▶ **PROVIDED RECORDS**
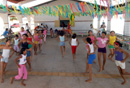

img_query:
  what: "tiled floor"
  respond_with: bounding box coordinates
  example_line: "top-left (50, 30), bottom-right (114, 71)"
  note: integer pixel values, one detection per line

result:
top-left (0, 37), bottom-right (130, 88)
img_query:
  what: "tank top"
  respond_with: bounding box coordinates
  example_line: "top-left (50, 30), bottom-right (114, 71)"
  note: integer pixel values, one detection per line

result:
top-left (86, 44), bottom-right (94, 53)
top-left (115, 50), bottom-right (123, 61)
top-left (2, 49), bottom-right (10, 58)
top-left (60, 36), bottom-right (65, 42)
top-left (22, 42), bottom-right (28, 49)
top-left (14, 38), bottom-right (19, 45)
top-left (109, 36), bottom-right (116, 45)
top-left (89, 36), bottom-right (95, 43)
top-left (19, 54), bottom-right (27, 65)
top-left (34, 35), bottom-right (39, 41)
top-left (71, 38), bottom-right (77, 46)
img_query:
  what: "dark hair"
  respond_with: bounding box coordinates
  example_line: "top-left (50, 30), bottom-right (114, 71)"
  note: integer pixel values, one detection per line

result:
top-left (23, 34), bottom-right (28, 37)
top-left (15, 35), bottom-right (19, 38)
top-left (115, 41), bottom-right (122, 47)
top-left (60, 31), bottom-right (64, 36)
top-left (72, 33), bottom-right (77, 39)
top-left (102, 32), bottom-right (107, 35)
top-left (6, 39), bottom-right (11, 42)
top-left (86, 37), bottom-right (92, 44)
top-left (20, 48), bottom-right (26, 54)
top-left (110, 31), bottom-right (115, 33)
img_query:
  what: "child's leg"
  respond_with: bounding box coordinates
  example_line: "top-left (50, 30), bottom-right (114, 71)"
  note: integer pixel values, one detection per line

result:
top-left (118, 66), bottom-right (127, 85)
top-left (1, 62), bottom-right (4, 83)
top-left (98, 52), bottom-right (102, 72)
top-left (60, 46), bottom-right (63, 57)
top-left (86, 64), bottom-right (92, 82)
top-left (102, 53), bottom-right (106, 70)
top-left (27, 57), bottom-right (32, 71)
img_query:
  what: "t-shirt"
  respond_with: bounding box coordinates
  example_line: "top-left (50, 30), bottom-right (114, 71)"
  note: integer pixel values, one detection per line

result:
top-left (97, 37), bottom-right (108, 48)
top-left (3, 31), bottom-right (9, 36)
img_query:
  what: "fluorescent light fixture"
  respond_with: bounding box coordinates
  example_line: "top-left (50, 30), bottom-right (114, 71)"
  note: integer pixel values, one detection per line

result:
top-left (22, 0), bottom-right (52, 7)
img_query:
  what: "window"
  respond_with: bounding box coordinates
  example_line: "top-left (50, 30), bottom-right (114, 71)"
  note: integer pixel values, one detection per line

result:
top-left (111, 14), bottom-right (125, 35)
top-left (100, 16), bottom-right (107, 30)
top-left (93, 16), bottom-right (98, 29)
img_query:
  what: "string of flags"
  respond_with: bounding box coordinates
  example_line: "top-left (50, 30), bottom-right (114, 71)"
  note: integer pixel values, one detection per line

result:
top-left (0, 0), bottom-right (130, 24)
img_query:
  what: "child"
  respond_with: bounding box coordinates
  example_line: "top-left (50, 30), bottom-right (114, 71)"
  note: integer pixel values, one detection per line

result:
top-left (43, 28), bottom-right (47, 43)
top-left (27, 31), bottom-right (33, 61)
top-left (38, 31), bottom-right (43, 51)
top-left (108, 31), bottom-right (117, 62)
top-left (0, 39), bottom-right (15, 83)
top-left (57, 31), bottom-right (67, 57)
top-left (18, 34), bottom-right (33, 71)
top-left (33, 30), bottom-right (40, 55)
top-left (96, 32), bottom-right (108, 72)
top-left (114, 41), bottom-right (130, 85)
top-left (69, 33), bottom-right (79, 60)
top-left (85, 38), bottom-right (97, 82)
top-left (14, 35), bottom-right (20, 55)
top-left (11, 48), bottom-right (27, 86)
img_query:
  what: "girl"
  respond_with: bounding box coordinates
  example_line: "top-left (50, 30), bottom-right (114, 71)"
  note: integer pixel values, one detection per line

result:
top-left (96, 32), bottom-right (108, 72)
top-left (33, 30), bottom-right (40, 55)
top-left (108, 31), bottom-right (117, 62)
top-left (0, 39), bottom-right (15, 83)
top-left (14, 35), bottom-right (19, 55)
top-left (27, 31), bottom-right (33, 61)
top-left (43, 28), bottom-right (47, 43)
top-left (38, 31), bottom-right (43, 51)
top-left (85, 38), bottom-right (97, 82)
top-left (114, 41), bottom-right (130, 85)
top-left (69, 34), bottom-right (79, 60)
top-left (18, 34), bottom-right (33, 71)
top-left (50, 28), bottom-right (54, 38)
top-left (57, 31), bottom-right (67, 57)
top-left (11, 48), bottom-right (27, 86)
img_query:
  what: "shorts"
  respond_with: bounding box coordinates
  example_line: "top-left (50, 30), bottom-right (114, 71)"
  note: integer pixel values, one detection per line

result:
top-left (14, 45), bottom-right (20, 52)
top-left (28, 44), bottom-right (32, 49)
top-left (39, 39), bottom-right (42, 44)
top-left (27, 51), bottom-right (31, 57)
top-left (115, 60), bottom-right (125, 69)
top-left (71, 46), bottom-right (77, 54)
top-left (98, 47), bottom-right (106, 53)
top-left (88, 54), bottom-right (96, 64)
top-left (108, 45), bottom-right (115, 49)
top-left (60, 42), bottom-right (65, 46)
top-left (1, 57), bottom-right (9, 63)
top-left (34, 41), bottom-right (38, 44)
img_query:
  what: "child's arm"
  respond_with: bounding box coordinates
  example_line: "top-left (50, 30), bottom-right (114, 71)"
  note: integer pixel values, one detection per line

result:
top-left (15, 56), bottom-right (22, 68)
top-left (9, 47), bottom-right (15, 59)
top-left (121, 49), bottom-right (129, 63)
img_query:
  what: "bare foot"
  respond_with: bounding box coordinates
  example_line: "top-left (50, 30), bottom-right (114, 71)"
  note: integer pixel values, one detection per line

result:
top-left (10, 77), bottom-right (14, 84)
top-left (21, 82), bottom-right (26, 86)
top-left (121, 81), bottom-right (127, 85)
top-left (85, 79), bottom-right (92, 83)
top-left (1, 79), bottom-right (4, 83)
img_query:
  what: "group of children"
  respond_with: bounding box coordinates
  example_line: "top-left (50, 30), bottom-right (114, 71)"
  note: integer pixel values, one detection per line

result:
top-left (0, 27), bottom-right (130, 86)
top-left (57, 30), bottom-right (130, 85)
top-left (0, 27), bottom-right (47, 86)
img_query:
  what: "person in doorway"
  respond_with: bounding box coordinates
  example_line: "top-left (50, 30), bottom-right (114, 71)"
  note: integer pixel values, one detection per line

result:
top-left (114, 41), bottom-right (130, 85)
top-left (69, 33), bottom-right (79, 60)
top-left (95, 32), bottom-right (108, 72)
top-left (0, 39), bottom-right (15, 83)
top-left (57, 31), bottom-right (67, 57)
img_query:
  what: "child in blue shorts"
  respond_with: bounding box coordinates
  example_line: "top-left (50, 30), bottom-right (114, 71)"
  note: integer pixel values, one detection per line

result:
top-left (85, 38), bottom-right (97, 82)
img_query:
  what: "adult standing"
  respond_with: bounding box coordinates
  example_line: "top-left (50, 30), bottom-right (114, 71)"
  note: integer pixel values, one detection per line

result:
top-left (19, 27), bottom-right (27, 39)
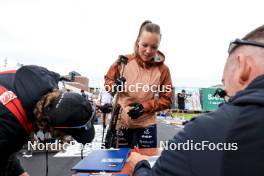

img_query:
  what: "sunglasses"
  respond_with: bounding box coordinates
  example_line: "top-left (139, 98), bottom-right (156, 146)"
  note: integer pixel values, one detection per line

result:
top-left (228, 39), bottom-right (264, 54)
top-left (53, 99), bottom-right (96, 130)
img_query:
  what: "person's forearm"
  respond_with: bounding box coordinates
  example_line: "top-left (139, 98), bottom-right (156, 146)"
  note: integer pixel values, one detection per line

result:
top-left (133, 160), bottom-right (152, 176)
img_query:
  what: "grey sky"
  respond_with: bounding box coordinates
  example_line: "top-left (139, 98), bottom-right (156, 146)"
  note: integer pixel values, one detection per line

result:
top-left (0, 0), bottom-right (264, 87)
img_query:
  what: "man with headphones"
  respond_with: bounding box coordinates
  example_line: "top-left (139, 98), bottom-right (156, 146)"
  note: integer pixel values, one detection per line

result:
top-left (0, 65), bottom-right (95, 176)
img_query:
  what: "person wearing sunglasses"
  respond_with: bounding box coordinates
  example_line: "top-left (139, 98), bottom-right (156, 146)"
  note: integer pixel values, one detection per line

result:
top-left (128, 25), bottom-right (264, 176)
top-left (105, 20), bottom-right (172, 148)
top-left (0, 65), bottom-right (95, 176)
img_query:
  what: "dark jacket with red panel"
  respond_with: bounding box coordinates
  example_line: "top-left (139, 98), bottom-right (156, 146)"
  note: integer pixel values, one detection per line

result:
top-left (0, 65), bottom-right (60, 175)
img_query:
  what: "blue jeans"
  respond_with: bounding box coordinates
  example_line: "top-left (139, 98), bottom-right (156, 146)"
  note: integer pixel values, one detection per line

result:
top-left (118, 125), bottom-right (157, 148)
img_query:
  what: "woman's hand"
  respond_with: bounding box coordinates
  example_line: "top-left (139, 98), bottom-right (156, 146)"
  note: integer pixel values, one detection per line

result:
top-left (19, 172), bottom-right (30, 176)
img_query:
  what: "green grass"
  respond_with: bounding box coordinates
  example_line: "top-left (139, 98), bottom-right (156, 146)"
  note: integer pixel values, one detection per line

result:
top-left (171, 113), bottom-right (199, 120)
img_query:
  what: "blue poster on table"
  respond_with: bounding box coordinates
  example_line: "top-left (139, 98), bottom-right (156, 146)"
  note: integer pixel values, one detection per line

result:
top-left (72, 148), bottom-right (130, 172)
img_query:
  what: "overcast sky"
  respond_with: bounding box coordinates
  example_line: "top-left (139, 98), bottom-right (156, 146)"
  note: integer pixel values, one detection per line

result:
top-left (0, 0), bottom-right (264, 87)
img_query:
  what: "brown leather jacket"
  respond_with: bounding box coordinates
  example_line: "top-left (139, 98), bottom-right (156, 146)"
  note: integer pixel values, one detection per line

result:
top-left (105, 52), bottom-right (172, 128)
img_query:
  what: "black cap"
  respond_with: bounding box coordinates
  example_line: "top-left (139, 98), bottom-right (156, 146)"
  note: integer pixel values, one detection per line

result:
top-left (47, 92), bottom-right (95, 144)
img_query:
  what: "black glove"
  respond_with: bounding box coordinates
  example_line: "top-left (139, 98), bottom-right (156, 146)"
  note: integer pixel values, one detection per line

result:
top-left (99, 103), bottom-right (113, 113)
top-left (127, 103), bottom-right (144, 119)
top-left (114, 77), bottom-right (126, 92)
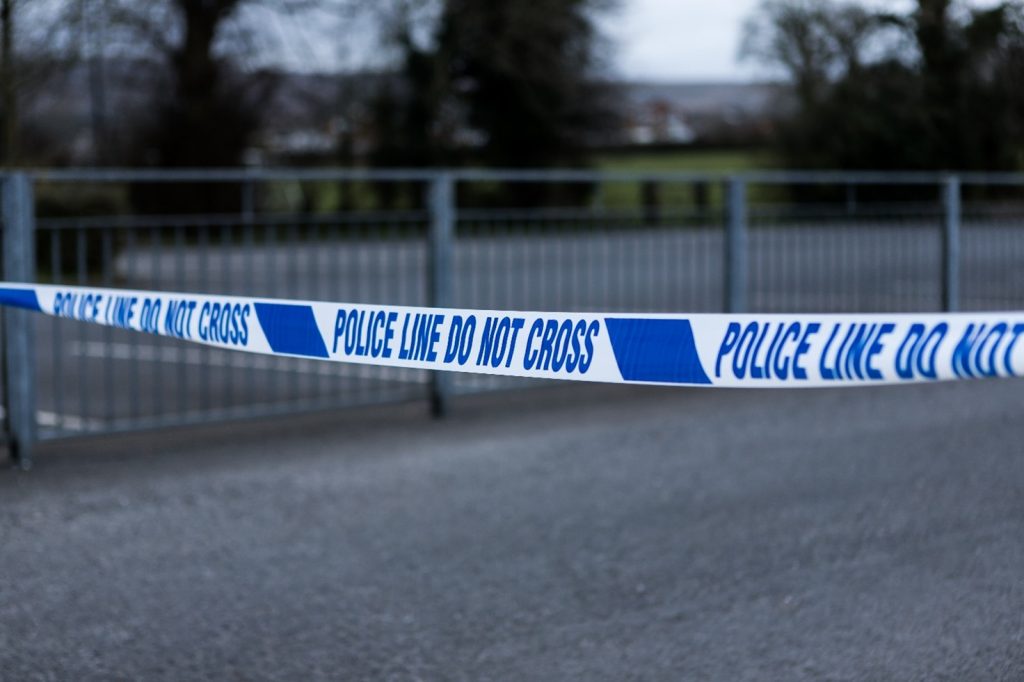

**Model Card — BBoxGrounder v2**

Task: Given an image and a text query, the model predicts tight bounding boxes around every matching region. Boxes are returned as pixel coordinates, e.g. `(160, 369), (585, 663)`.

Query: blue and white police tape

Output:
(0, 283), (1024, 387)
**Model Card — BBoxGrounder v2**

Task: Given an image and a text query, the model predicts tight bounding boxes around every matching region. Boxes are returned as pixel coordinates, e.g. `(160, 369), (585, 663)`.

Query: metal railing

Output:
(2, 169), (1024, 463)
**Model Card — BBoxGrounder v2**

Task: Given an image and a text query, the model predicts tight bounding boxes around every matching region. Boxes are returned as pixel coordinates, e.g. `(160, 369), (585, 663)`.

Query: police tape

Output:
(0, 283), (1024, 387)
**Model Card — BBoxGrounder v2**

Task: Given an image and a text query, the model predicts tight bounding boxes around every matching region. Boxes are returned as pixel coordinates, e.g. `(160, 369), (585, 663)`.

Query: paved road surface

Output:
(0, 381), (1024, 681)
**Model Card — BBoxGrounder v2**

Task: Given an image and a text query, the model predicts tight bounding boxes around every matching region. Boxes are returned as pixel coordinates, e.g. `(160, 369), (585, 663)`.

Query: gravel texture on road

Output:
(0, 380), (1024, 681)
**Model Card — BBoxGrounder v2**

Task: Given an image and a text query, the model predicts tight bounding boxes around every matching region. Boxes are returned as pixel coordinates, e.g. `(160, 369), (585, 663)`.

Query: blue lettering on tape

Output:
(254, 303), (328, 357)
(0, 287), (43, 312)
(604, 317), (711, 384)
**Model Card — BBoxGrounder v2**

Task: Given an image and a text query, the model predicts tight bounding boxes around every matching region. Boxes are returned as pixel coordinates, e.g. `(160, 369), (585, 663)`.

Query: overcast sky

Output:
(604, 0), (999, 80)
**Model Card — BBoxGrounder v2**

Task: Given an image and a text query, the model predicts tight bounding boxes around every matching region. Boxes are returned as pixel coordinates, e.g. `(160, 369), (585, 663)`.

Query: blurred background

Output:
(0, 0), (1024, 446)
(8, 0), (1024, 186)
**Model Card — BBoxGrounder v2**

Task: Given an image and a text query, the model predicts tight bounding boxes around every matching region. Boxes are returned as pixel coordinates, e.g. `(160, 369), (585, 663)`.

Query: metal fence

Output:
(2, 170), (1024, 462)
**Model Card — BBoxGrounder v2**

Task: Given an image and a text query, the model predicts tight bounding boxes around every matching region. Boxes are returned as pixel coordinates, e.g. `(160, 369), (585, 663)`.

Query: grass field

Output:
(596, 150), (772, 209)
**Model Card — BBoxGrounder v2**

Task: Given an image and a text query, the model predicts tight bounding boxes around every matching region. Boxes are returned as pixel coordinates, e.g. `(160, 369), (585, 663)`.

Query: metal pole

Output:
(2, 173), (36, 470)
(427, 172), (456, 417)
(942, 175), (961, 312)
(242, 180), (256, 225)
(725, 177), (748, 312)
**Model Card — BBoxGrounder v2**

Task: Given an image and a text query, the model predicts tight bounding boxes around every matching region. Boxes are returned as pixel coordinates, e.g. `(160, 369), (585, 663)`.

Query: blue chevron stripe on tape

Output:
(253, 303), (328, 357)
(604, 317), (711, 384)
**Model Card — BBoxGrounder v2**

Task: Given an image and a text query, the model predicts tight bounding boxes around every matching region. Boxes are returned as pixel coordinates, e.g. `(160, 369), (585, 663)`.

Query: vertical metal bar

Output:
(100, 227), (118, 421)
(942, 175), (961, 312)
(725, 177), (748, 312)
(2, 173), (37, 470)
(242, 180), (256, 225)
(427, 173), (456, 417)
(50, 229), (66, 428)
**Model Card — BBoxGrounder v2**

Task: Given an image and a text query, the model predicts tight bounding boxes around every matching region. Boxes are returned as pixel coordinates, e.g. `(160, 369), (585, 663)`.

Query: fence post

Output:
(942, 175), (961, 312)
(725, 177), (748, 312)
(427, 172), (456, 417)
(2, 173), (36, 470)
(242, 179), (256, 225)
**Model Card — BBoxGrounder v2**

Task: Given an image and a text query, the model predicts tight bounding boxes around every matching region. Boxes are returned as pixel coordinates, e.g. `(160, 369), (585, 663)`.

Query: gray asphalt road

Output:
(0, 381), (1024, 681)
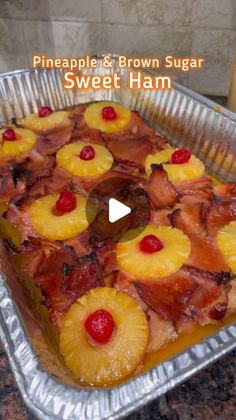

▶ **PROBLEM DESCRIPTION**
Pull out each line of the data that contains the word "tape".

▶ **EXPECTED ANSWER**
Query: blue and white police tape
Query: police tape
Query: blue lettering on tape
Query: blue chevron stripe on tape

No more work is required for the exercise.